I pray that you and that every American will take to heart my plea that we guard against divisiveness. We have won too much, we have come too far, and we have opened too many doors of opportunity, for these things now to be lost in a divided country where brother is separated from brother. For the time that is allotted me, I shall do everything in one man's power to hasten the day when the world is at peace and Americans of all races--and all creeds--of all convictions-can live together--without fear or without suspicion or without distrust--in unity, and in common purpose.
United we are strong; divided we are in great danger.
In speaking as I did to the Nation last night, I was moved by the very deep convictions that I entertain about the nature of the office that it is my present privilege to hold. The Office of the Presidency is the only office in this land of all the people. Whatever may be the personal wishes or preferences of any man who holds it, a President of all the people can afford no thought of self.
At no time and in no way and for no reason can a President allow the integrity or the responsibility or the freedom of the office ever to be compromised or diluted or destroyed because when you destroy it, you destroy yourselves.
I hope and I pray that by not allowing the Presidency to be involved in divisions and deep partisanship, I shall be able to pass on to my successor a stronger office--strong enough to guard and defend all the people against all the storms that the future may bring us.
You men and women who have come here to this great progressive city of Chicago, led by this dynamic and great public servant, Dick Daley, are yourselves charged with a peculiar responsibility. You are yourselves trustees, legally accepted trustees and legally selected trustees of a great institution on which the freedom of our land utterly depends.
The security, the success of our country, what happens to us tomorrow--rests squarely upon the media which disseminate the truth on which the decisions of democracy are made.
An informed mind--and we get a great deal of our information from you--is the guardian genius of democracy.
So, you are the keepers of a trust. You must be just. You must guard and you must defend your media against the spirit of faction, against the works of divisiveness and bigotry, against the corrupting evils of partisanship in any guise.

**Using the information**
**1.** Reproduce the part of the address on national unity and the Presidency that begins at the words "The security, the" and ends after the words "genius of democracy.".
**2.** According to the address on national unity and the Presidency, which office is the only one in the land of all the people?
**3.** Pick up the address on national unity and the Presidency after its final sentence and carry it forward.

**Extracted records**

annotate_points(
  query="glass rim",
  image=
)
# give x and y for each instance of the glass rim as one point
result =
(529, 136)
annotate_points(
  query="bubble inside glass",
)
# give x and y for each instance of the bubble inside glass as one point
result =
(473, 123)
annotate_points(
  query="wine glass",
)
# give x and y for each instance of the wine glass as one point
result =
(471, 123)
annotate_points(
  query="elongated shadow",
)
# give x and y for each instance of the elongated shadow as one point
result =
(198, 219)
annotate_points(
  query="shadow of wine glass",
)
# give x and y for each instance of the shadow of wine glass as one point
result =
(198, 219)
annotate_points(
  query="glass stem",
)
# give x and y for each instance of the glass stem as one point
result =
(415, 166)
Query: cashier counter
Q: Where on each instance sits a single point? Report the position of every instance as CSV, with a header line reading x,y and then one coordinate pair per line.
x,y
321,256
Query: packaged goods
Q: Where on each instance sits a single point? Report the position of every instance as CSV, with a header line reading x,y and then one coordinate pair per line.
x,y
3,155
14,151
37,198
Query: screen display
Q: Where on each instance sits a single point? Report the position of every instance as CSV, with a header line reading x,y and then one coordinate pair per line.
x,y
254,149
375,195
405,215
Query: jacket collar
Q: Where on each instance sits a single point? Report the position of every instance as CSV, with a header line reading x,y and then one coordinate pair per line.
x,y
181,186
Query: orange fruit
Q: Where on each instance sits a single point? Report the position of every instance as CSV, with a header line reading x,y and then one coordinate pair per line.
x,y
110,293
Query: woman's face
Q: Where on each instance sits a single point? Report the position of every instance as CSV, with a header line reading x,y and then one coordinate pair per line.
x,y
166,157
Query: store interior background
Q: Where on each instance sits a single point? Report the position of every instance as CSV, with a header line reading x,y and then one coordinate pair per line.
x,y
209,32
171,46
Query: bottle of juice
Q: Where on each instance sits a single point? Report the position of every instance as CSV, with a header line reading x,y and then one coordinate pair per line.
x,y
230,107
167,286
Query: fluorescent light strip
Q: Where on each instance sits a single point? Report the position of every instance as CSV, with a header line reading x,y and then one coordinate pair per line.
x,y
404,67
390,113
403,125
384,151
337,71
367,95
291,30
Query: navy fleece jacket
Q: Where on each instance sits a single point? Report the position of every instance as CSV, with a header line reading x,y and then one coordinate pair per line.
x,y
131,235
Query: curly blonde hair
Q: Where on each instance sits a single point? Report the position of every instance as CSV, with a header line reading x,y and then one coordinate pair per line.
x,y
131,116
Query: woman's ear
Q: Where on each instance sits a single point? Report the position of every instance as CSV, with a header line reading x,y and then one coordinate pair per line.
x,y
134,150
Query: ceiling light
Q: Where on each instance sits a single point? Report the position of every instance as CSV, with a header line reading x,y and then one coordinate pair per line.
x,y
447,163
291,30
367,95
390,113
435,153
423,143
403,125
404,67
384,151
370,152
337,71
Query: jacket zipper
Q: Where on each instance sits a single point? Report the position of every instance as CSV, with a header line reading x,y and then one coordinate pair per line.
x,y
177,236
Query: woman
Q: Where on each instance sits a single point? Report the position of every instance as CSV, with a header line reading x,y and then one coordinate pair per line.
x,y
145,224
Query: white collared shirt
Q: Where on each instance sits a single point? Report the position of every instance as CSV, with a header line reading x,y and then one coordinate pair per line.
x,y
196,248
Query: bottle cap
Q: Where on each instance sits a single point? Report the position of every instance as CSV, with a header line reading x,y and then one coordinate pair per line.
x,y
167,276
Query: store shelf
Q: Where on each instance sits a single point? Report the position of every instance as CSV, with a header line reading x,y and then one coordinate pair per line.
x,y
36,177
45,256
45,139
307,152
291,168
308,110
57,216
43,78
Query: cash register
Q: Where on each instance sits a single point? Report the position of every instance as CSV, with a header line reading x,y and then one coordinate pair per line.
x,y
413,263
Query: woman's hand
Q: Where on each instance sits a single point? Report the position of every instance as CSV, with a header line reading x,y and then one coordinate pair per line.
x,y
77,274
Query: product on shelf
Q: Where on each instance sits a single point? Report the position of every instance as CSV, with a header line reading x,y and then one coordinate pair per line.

**Answers to the exercises**
**1.**
The security, the success of our country, what happens to us tomorrow--rests squarely upon the media which disseminate the truth on which the decisions of democracy are made.
An informed mind--and we get a great deal of our information from you--is the guardian genius of democracy.

**2.** The Office of the Presidency.

**3.**
For America's press, as for the American Presidency, the integrity and the responsibility and the freedom--the freedom to know the truth and let the truth make us free--must never be compromised or diluted or destroyed.
The defense of our media is your responsibility. Government cannot and must not and never will--as long as I have anything to do about it--intervene in that role.
But I do want to leave this thought with you as I leave you this morning: I hope that you will give this trust your closest care, acting as I know you can, to guard not only against the obvious, but to watch for the hidden--the sometimes unintentional, the often petty intrusions upon the integrity of the information by which Americans decide.
Men and women of the airways fully-as much as men and women of public service-have a public trust and if liberty is to survive and to succeed, that solemn trust must be faithfully kept. I do not want--and I don't think you want--to wake up some morning and find America changed because we slept when we should have been awake, because we remained silent when we should have spoken up, because we went along with what was popular and fashionable and "in" rather than what was necessary and what was right.
Being faithful to our trust ought to be the prime test of any public trustee in office or on the airways.
In any society, all you students of history know that a time of division is a time of danger. And in these times now we must never forget that "eternal vigilance is the price of liberty."
Thank you for wanting me to come. I've enjoyed it.